EXERCISE INSTRUCTIONS:
Every record should be written out exactly, with the pictures left out.

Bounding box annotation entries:
▼

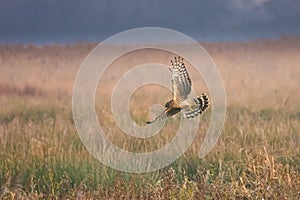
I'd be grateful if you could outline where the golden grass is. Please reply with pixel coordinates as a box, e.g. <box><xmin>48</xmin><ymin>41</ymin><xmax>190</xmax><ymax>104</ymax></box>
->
<box><xmin>0</xmin><ymin>37</ymin><xmax>300</xmax><ymax>199</ymax></box>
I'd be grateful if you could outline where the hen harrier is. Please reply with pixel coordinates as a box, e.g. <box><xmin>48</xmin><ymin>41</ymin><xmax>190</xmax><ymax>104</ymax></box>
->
<box><xmin>146</xmin><ymin>56</ymin><xmax>209</xmax><ymax>124</ymax></box>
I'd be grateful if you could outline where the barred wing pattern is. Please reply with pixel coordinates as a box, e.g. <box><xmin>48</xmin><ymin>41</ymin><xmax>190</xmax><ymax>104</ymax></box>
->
<box><xmin>170</xmin><ymin>56</ymin><xmax>192</xmax><ymax>104</ymax></box>
<box><xmin>146</xmin><ymin>56</ymin><xmax>209</xmax><ymax>124</ymax></box>
<box><xmin>183</xmin><ymin>94</ymin><xmax>209</xmax><ymax>119</ymax></box>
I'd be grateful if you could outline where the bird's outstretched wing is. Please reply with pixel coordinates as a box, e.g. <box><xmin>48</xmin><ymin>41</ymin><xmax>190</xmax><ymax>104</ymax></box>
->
<box><xmin>170</xmin><ymin>56</ymin><xmax>192</xmax><ymax>104</ymax></box>
<box><xmin>183</xmin><ymin>94</ymin><xmax>209</xmax><ymax>119</ymax></box>
<box><xmin>146</xmin><ymin>108</ymin><xmax>181</xmax><ymax>124</ymax></box>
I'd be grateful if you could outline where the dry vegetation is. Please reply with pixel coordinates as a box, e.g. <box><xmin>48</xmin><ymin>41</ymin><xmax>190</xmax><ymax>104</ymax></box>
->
<box><xmin>0</xmin><ymin>37</ymin><xmax>300</xmax><ymax>199</ymax></box>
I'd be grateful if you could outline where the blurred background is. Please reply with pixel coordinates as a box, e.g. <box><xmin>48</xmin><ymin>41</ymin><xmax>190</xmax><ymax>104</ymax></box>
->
<box><xmin>0</xmin><ymin>0</ymin><xmax>300</xmax><ymax>44</ymax></box>
<box><xmin>0</xmin><ymin>0</ymin><xmax>300</xmax><ymax>199</ymax></box>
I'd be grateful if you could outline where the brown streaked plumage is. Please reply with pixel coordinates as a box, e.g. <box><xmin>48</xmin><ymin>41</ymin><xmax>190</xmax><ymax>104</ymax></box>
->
<box><xmin>146</xmin><ymin>56</ymin><xmax>209</xmax><ymax>124</ymax></box>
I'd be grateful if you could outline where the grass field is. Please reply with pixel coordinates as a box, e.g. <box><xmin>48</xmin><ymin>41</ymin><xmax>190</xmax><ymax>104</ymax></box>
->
<box><xmin>0</xmin><ymin>37</ymin><xmax>300</xmax><ymax>199</ymax></box>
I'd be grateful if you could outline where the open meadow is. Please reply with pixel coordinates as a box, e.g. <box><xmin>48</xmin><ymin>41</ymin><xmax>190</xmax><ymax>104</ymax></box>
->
<box><xmin>0</xmin><ymin>37</ymin><xmax>300</xmax><ymax>199</ymax></box>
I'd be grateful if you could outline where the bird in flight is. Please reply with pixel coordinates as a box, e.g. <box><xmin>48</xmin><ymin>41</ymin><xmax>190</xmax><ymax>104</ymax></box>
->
<box><xmin>146</xmin><ymin>56</ymin><xmax>209</xmax><ymax>124</ymax></box>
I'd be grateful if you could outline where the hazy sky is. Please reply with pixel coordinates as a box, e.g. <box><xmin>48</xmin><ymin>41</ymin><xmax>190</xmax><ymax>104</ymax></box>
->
<box><xmin>0</xmin><ymin>0</ymin><xmax>300</xmax><ymax>43</ymax></box>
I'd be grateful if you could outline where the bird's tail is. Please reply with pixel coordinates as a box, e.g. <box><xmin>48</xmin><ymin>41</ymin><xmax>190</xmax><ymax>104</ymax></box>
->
<box><xmin>183</xmin><ymin>94</ymin><xmax>209</xmax><ymax>119</ymax></box>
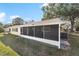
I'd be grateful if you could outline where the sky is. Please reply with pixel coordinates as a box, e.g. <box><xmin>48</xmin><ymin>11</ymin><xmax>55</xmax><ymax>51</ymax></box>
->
<box><xmin>0</xmin><ymin>3</ymin><xmax>43</xmax><ymax>24</ymax></box>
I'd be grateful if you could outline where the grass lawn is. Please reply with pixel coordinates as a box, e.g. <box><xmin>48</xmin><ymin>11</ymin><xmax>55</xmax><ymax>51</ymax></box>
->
<box><xmin>0</xmin><ymin>33</ymin><xmax>79</xmax><ymax>56</ymax></box>
<box><xmin>0</xmin><ymin>33</ymin><xmax>18</xmax><ymax>56</ymax></box>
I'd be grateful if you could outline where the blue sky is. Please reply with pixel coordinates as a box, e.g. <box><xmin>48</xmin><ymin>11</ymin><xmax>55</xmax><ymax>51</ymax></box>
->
<box><xmin>0</xmin><ymin>3</ymin><xmax>43</xmax><ymax>23</ymax></box>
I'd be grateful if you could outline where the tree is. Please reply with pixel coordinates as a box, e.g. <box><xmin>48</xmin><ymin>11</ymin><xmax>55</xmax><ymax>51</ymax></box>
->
<box><xmin>43</xmin><ymin>3</ymin><xmax>79</xmax><ymax>32</ymax></box>
<box><xmin>0</xmin><ymin>22</ymin><xmax>4</xmax><ymax>33</ymax></box>
<box><xmin>12</xmin><ymin>17</ymin><xmax>24</xmax><ymax>25</ymax></box>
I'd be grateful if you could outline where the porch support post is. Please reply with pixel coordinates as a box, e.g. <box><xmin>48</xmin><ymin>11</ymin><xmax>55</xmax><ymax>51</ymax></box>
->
<box><xmin>27</xmin><ymin>27</ymin><xmax>29</xmax><ymax>35</ymax></box>
<box><xmin>58</xmin><ymin>24</ymin><xmax>61</xmax><ymax>49</ymax></box>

▲

SOLUTION TO THE EXERCISE:
I'd be grateful if you could outline where the golden grass is. Please reply with pixel coordinates as a box, e.g. <box><xmin>48</xmin><ymin>41</ymin><xmax>190</xmax><ymax>104</ymax></box>
->
<box><xmin>0</xmin><ymin>37</ymin><xmax>300</xmax><ymax>199</ymax></box>
I'd be grateful if you could outline where the hen harrier is. Please reply with pixel coordinates as a box, e.g. <box><xmin>48</xmin><ymin>41</ymin><xmax>190</xmax><ymax>104</ymax></box>
->
<box><xmin>146</xmin><ymin>56</ymin><xmax>209</xmax><ymax>124</ymax></box>
I'd be grateful if you could outline where the barred wing pattern is. Please reply with pixel coordinates as a box, e.g. <box><xmin>48</xmin><ymin>41</ymin><xmax>190</xmax><ymax>104</ymax></box>
->
<box><xmin>170</xmin><ymin>56</ymin><xmax>192</xmax><ymax>104</ymax></box>
<box><xmin>146</xmin><ymin>56</ymin><xmax>209</xmax><ymax>124</ymax></box>
<box><xmin>183</xmin><ymin>94</ymin><xmax>209</xmax><ymax>119</ymax></box>
I'd be grateful if you could outline where the bird's outstretched wing is. Please reply with pixel coordinates as a box, e.g. <box><xmin>48</xmin><ymin>41</ymin><xmax>190</xmax><ymax>104</ymax></box>
->
<box><xmin>170</xmin><ymin>56</ymin><xmax>192</xmax><ymax>104</ymax></box>
<box><xmin>183</xmin><ymin>94</ymin><xmax>209</xmax><ymax>119</ymax></box>
<box><xmin>146</xmin><ymin>108</ymin><xmax>181</xmax><ymax>124</ymax></box>
I'd be grateful if you could outline where the dry vegetation is. Please reply with pixel coordinates as a box, e.g. <box><xmin>48</xmin><ymin>41</ymin><xmax>190</xmax><ymax>104</ymax></box>
->
<box><xmin>0</xmin><ymin>37</ymin><xmax>300</xmax><ymax>199</ymax></box>
I'd be grateful if you could outline where the blurred background is. Please reply with pixel coordinates as a box, e.g. <box><xmin>48</xmin><ymin>41</ymin><xmax>190</xmax><ymax>104</ymax></box>
->
<box><xmin>0</xmin><ymin>0</ymin><xmax>300</xmax><ymax>44</ymax></box>
<box><xmin>0</xmin><ymin>0</ymin><xmax>300</xmax><ymax>199</ymax></box>
I'd be grateful if you could outline where the brown streaked plumage is. Please reply with pixel coordinates as a box, e.g. <box><xmin>48</xmin><ymin>41</ymin><xmax>190</xmax><ymax>104</ymax></box>
->
<box><xmin>146</xmin><ymin>56</ymin><xmax>209</xmax><ymax>124</ymax></box>
I'd be grateful if you could outline where the grass field is. Please reply with pixel coordinates as a box, e.g. <box><xmin>48</xmin><ymin>41</ymin><xmax>190</xmax><ymax>104</ymax></box>
->
<box><xmin>0</xmin><ymin>37</ymin><xmax>300</xmax><ymax>199</ymax></box>
I'd be grateful if you could outline where the open meadow is. Please reply with pixel coordinates as a box, e.g. <box><xmin>48</xmin><ymin>41</ymin><xmax>190</xmax><ymax>104</ymax></box>
->
<box><xmin>0</xmin><ymin>37</ymin><xmax>300</xmax><ymax>199</ymax></box>
I'd be grateful if you could outline where the bird in flight is. Please reply with pixel coordinates as a box, e.g. <box><xmin>48</xmin><ymin>41</ymin><xmax>190</xmax><ymax>104</ymax></box>
->
<box><xmin>146</xmin><ymin>56</ymin><xmax>209</xmax><ymax>124</ymax></box>
I'd be grateful if you could outline where the hazy sky is. Please reply with pixel coordinates as a box, e.g. <box><xmin>48</xmin><ymin>41</ymin><xmax>190</xmax><ymax>104</ymax></box>
->
<box><xmin>0</xmin><ymin>0</ymin><xmax>300</xmax><ymax>43</ymax></box>
I'd be grateful if you could outline where the bird's tail is. Please reply with pixel coordinates as a box, e.g. <box><xmin>48</xmin><ymin>41</ymin><xmax>190</xmax><ymax>104</ymax></box>
->
<box><xmin>183</xmin><ymin>94</ymin><xmax>209</xmax><ymax>119</ymax></box>
I'd be grateful if you could outline where the sky is. Please reply with pixel coordinates as a box, e.g. <box><xmin>48</xmin><ymin>11</ymin><xmax>55</xmax><ymax>51</ymax></box>
->
<box><xmin>0</xmin><ymin>3</ymin><xmax>43</xmax><ymax>24</ymax></box>
I'd be grateful if you could outline where the grass lawn is. Please reply with pixel coordinates as a box, e.g. <box><xmin>48</xmin><ymin>11</ymin><xmax>55</xmax><ymax>51</ymax></box>
->
<box><xmin>0</xmin><ymin>33</ymin><xmax>79</xmax><ymax>56</ymax></box>
<box><xmin>0</xmin><ymin>33</ymin><xmax>18</xmax><ymax>56</ymax></box>
I'd be grateful if you could outline where the blue sky is. Please reply with pixel coordinates as a box, e.g. <box><xmin>48</xmin><ymin>11</ymin><xmax>55</xmax><ymax>51</ymax></box>
->
<box><xmin>0</xmin><ymin>3</ymin><xmax>43</xmax><ymax>23</ymax></box>
I'd be grateful if you could outline where the tree is. Please reply with pixel coordinates as a box, e.g. <box><xmin>48</xmin><ymin>11</ymin><xmax>55</xmax><ymax>51</ymax></box>
->
<box><xmin>43</xmin><ymin>3</ymin><xmax>79</xmax><ymax>32</ymax></box>
<box><xmin>0</xmin><ymin>22</ymin><xmax>4</xmax><ymax>33</ymax></box>
<box><xmin>12</xmin><ymin>17</ymin><xmax>24</xmax><ymax>25</ymax></box>
I'd be grateful if you could outline where the porch support post is. Please reply with pixel coordinates as a box, e.g. <box><xmin>48</xmin><ymin>11</ymin><xmax>55</xmax><ymax>51</ymax></box>
->
<box><xmin>27</xmin><ymin>27</ymin><xmax>29</xmax><ymax>35</ymax></box>
<box><xmin>58</xmin><ymin>24</ymin><xmax>61</xmax><ymax>49</ymax></box>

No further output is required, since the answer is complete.